--- Yapılacak İş ---
Kayıtlarda "coords" dizesini içeren her satırı bulun ve bu satırları kopyalayın. Büyük ve küçük harf ayrımı dikkate alınmalıdır.

--- Verilen Malzeme ---
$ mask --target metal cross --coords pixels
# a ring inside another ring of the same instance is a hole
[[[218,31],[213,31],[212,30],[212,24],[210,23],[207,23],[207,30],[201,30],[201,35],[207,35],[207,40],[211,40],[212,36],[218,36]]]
---
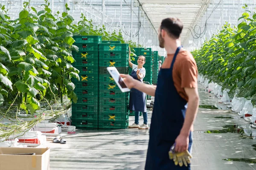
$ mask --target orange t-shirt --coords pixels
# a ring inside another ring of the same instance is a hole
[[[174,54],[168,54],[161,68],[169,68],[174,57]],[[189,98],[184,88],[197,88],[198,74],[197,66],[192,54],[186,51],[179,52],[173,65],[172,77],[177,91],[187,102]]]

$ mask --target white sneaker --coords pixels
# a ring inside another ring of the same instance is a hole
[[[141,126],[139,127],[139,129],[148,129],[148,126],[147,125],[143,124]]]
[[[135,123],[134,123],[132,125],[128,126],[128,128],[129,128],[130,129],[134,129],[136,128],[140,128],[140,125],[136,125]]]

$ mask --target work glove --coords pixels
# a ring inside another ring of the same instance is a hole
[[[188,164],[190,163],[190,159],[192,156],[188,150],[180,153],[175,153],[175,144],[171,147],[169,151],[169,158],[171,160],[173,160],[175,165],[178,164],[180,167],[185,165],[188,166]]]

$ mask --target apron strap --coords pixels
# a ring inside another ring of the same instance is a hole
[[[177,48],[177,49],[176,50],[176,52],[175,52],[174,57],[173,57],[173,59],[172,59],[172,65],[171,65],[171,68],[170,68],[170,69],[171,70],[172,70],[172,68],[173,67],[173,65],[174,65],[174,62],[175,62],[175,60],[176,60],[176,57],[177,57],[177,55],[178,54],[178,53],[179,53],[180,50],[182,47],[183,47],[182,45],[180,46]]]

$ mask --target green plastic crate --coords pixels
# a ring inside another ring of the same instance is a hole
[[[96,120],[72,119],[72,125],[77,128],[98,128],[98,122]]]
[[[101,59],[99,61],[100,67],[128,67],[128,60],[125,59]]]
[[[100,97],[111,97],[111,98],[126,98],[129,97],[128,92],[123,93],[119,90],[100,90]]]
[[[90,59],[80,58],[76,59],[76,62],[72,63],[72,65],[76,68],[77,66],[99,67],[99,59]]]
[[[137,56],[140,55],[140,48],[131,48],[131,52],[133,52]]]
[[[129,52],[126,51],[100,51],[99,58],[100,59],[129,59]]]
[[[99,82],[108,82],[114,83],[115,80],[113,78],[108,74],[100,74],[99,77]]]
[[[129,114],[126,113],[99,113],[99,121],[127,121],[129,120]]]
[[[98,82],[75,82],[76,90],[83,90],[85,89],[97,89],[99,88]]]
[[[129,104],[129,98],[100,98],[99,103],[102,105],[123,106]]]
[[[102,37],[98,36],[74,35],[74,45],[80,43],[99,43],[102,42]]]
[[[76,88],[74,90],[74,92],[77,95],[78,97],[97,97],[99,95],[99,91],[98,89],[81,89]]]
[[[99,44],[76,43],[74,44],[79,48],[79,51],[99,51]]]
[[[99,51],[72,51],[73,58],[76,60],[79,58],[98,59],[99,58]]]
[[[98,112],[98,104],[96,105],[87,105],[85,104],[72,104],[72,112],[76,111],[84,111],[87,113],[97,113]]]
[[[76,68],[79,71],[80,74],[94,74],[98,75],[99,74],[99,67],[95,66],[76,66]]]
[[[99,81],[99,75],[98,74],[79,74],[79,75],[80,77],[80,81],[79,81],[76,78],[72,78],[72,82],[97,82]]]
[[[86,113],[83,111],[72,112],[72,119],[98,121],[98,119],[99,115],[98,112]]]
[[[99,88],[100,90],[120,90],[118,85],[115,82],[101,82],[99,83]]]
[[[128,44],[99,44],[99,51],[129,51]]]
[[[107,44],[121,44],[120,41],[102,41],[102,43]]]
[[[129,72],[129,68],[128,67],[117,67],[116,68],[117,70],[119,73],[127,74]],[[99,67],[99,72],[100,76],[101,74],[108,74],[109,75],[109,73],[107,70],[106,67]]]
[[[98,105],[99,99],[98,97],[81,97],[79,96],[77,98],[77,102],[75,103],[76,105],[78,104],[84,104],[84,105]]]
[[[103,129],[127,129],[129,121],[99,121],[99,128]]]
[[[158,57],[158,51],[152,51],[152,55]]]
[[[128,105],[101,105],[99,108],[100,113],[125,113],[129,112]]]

--- Çözümlü Cevap ---
$ mask --target metal cross --coords pixels
$ mask --target orange t-shirt --coords pixels
$ mask --target white sneaker --coords pixels
$ mask --target work glove --coords pixels
$ mask --target apron strap --coords pixels
$ mask --target green plastic crate --coords pixels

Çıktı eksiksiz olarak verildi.